• **Records for the task**:
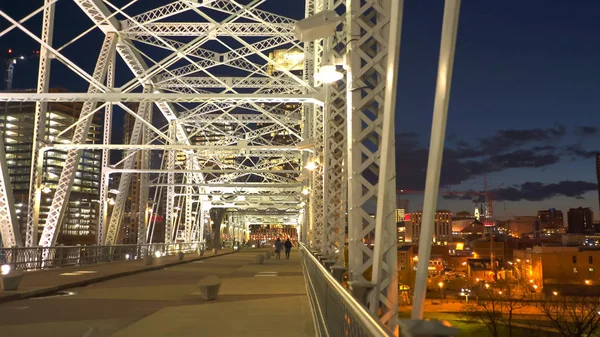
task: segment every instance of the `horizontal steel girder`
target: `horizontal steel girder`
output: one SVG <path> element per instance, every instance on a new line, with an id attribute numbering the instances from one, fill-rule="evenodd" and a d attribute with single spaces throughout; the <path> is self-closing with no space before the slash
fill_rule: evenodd
<path id="1" fill-rule="evenodd" d="M 170 94 L 170 93 L 0 93 L 0 102 L 254 102 L 323 104 L 319 95 Z"/>

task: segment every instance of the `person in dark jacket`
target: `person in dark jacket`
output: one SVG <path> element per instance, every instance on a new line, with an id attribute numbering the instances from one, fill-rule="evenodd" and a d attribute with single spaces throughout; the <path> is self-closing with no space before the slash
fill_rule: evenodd
<path id="1" fill-rule="evenodd" d="M 290 238 L 287 238 L 287 240 L 285 240 L 283 246 L 285 247 L 285 259 L 289 260 L 290 252 L 292 251 L 292 242 L 290 241 Z"/>
<path id="2" fill-rule="evenodd" d="M 277 238 L 277 241 L 275 241 L 275 255 L 277 255 L 277 260 L 281 260 L 281 246 L 283 246 L 281 240 Z"/>

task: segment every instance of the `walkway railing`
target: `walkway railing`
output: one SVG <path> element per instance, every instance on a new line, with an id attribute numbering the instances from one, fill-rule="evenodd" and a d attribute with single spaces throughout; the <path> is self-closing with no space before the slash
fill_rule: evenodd
<path id="1" fill-rule="evenodd" d="M 393 336 L 301 244 L 302 271 L 320 337 Z"/>
<path id="2" fill-rule="evenodd" d="M 142 259 L 146 255 L 174 255 L 204 250 L 204 243 L 154 243 L 115 246 L 56 246 L 31 248 L 0 248 L 0 264 L 9 264 L 18 270 L 39 270 Z M 48 254 L 44 254 L 47 251 Z M 42 256 L 48 256 L 43 259 Z"/>

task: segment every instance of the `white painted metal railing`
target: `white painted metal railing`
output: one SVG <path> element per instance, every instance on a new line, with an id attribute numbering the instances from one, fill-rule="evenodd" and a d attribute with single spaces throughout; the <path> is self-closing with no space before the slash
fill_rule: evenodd
<path id="1" fill-rule="evenodd" d="M 317 336 L 393 336 L 333 278 L 304 244 L 301 244 L 300 254 Z"/>
<path id="2" fill-rule="evenodd" d="M 100 262 L 142 259 L 146 255 L 174 255 L 177 252 L 200 252 L 204 243 L 114 245 L 114 246 L 56 246 L 0 248 L 0 264 L 18 270 L 39 270 Z M 47 258 L 44 258 L 47 256 Z"/>

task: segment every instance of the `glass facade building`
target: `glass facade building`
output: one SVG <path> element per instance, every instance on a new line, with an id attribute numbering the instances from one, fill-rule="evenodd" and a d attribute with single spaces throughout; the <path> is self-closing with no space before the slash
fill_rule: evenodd
<path id="1" fill-rule="evenodd" d="M 27 226 L 27 207 L 31 174 L 31 150 L 34 131 L 35 103 L 7 102 L 0 106 L 0 128 L 4 131 L 4 144 L 9 175 L 15 197 L 19 228 L 24 235 Z M 49 103 L 46 113 L 47 143 L 69 143 L 78 120 L 81 103 Z M 101 141 L 102 126 L 94 120 L 88 143 Z M 67 151 L 51 149 L 44 153 L 43 186 L 38 233 L 41 234 L 50 204 L 58 185 Z M 98 198 L 102 151 L 83 150 L 73 181 L 69 204 L 61 224 L 59 244 L 92 244 L 95 242 L 98 223 Z M 47 193 L 45 193 L 47 192 Z"/>

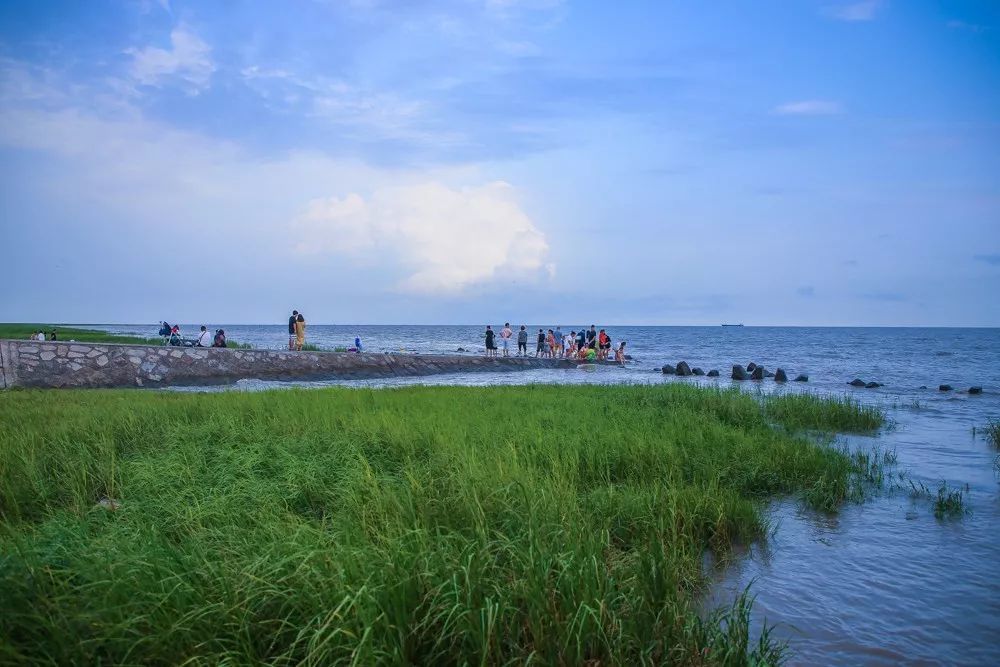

• **What you have to do**:
Retype everything in the material word for word, minus pictures.

• **Exercise result**:
task: segment every instance of the `horizontal steel girder`
target: `horizontal steel girder`
output: one SVG <path> element per instance, every instance on a new line, with an id attribute numbering the instances from one, fill-rule="evenodd" and a d attribute with single spaces throughout; the <path> is self-closing with no space before the slash
fill_rule: evenodd
<path id="1" fill-rule="evenodd" d="M 170 94 L 170 93 L 0 93 L 0 102 L 254 102 L 323 104 L 319 95 Z"/>

task: segment every instance of the `person in dark jacket`
target: `person in dark jacket`
output: one SVG <path> element per instance, every instance on a new line, with an id attribute numbering the instances from one, fill-rule="evenodd" and a d attribute with single spaces throughout; the <path> is self-closing with no space before the slash
fill_rule: evenodd
<path id="1" fill-rule="evenodd" d="M 290 238 L 287 238 L 287 240 L 285 240 L 283 246 L 285 247 L 285 259 L 289 260 L 290 252 L 292 251 L 292 242 L 290 241 Z"/>
<path id="2" fill-rule="evenodd" d="M 277 238 L 277 241 L 275 241 L 275 255 L 277 255 L 277 260 L 281 260 L 281 246 L 283 246 L 281 240 Z"/>

task: segment every instance of the `walkway railing`
target: `walkway railing`
output: one SVG <path> element per instance, every instance on a new line, with an id attribute numbering the instances from one, fill-rule="evenodd" and a d attribute with single spaces throughout; the <path> is self-closing with no space before the slash
fill_rule: evenodd
<path id="1" fill-rule="evenodd" d="M 393 336 L 301 244 L 302 271 L 320 337 Z"/>
<path id="2" fill-rule="evenodd" d="M 142 259 L 146 255 L 174 255 L 204 250 L 204 243 L 154 243 L 115 246 L 56 246 L 31 248 L 0 248 L 0 264 L 9 264 L 18 270 L 39 270 Z M 48 254 L 44 254 L 47 251 Z M 42 256 L 48 256 L 43 259 Z"/>

task: segment every instance of the `white painted metal railing`
target: `white painted metal railing`
output: one SVG <path> element per instance, every instance on a new line, with an id attribute numbering the instances from one, fill-rule="evenodd" and a d attribute with single spaces throughout; the <path> is self-closing with no space before the slash
fill_rule: evenodd
<path id="1" fill-rule="evenodd" d="M 317 336 L 393 336 L 333 278 L 304 244 L 301 244 L 300 254 Z"/>
<path id="2" fill-rule="evenodd" d="M 100 262 L 142 259 L 146 255 L 174 255 L 177 252 L 200 252 L 204 243 L 114 245 L 114 246 L 56 246 L 0 248 L 0 264 L 18 270 L 39 270 Z M 47 258 L 44 258 L 47 256 Z"/>

task: segment every instance of the `glass facade building`
target: `glass facade building`
output: one SVG <path> element per instance, every instance on a new line, with an id attribute numbering the instances from one, fill-rule="evenodd" and a d attribute with single spaces throughout; the <path> is self-closing with no space before the slash
fill_rule: evenodd
<path id="1" fill-rule="evenodd" d="M 27 226 L 27 207 L 31 174 L 31 150 L 34 131 L 35 103 L 7 102 L 0 106 L 0 128 L 4 131 L 4 144 L 9 175 L 15 197 L 19 228 L 24 235 Z M 49 103 L 46 113 L 47 143 L 69 143 L 78 120 L 81 103 Z M 101 141 L 102 126 L 94 120 L 88 143 Z M 67 151 L 51 149 L 44 153 L 43 186 L 38 233 L 41 234 L 50 204 L 58 185 Z M 98 198 L 102 151 L 83 150 L 73 181 L 69 204 L 61 224 L 59 244 L 92 244 L 95 242 L 98 223 Z M 47 193 L 45 193 L 47 192 Z"/>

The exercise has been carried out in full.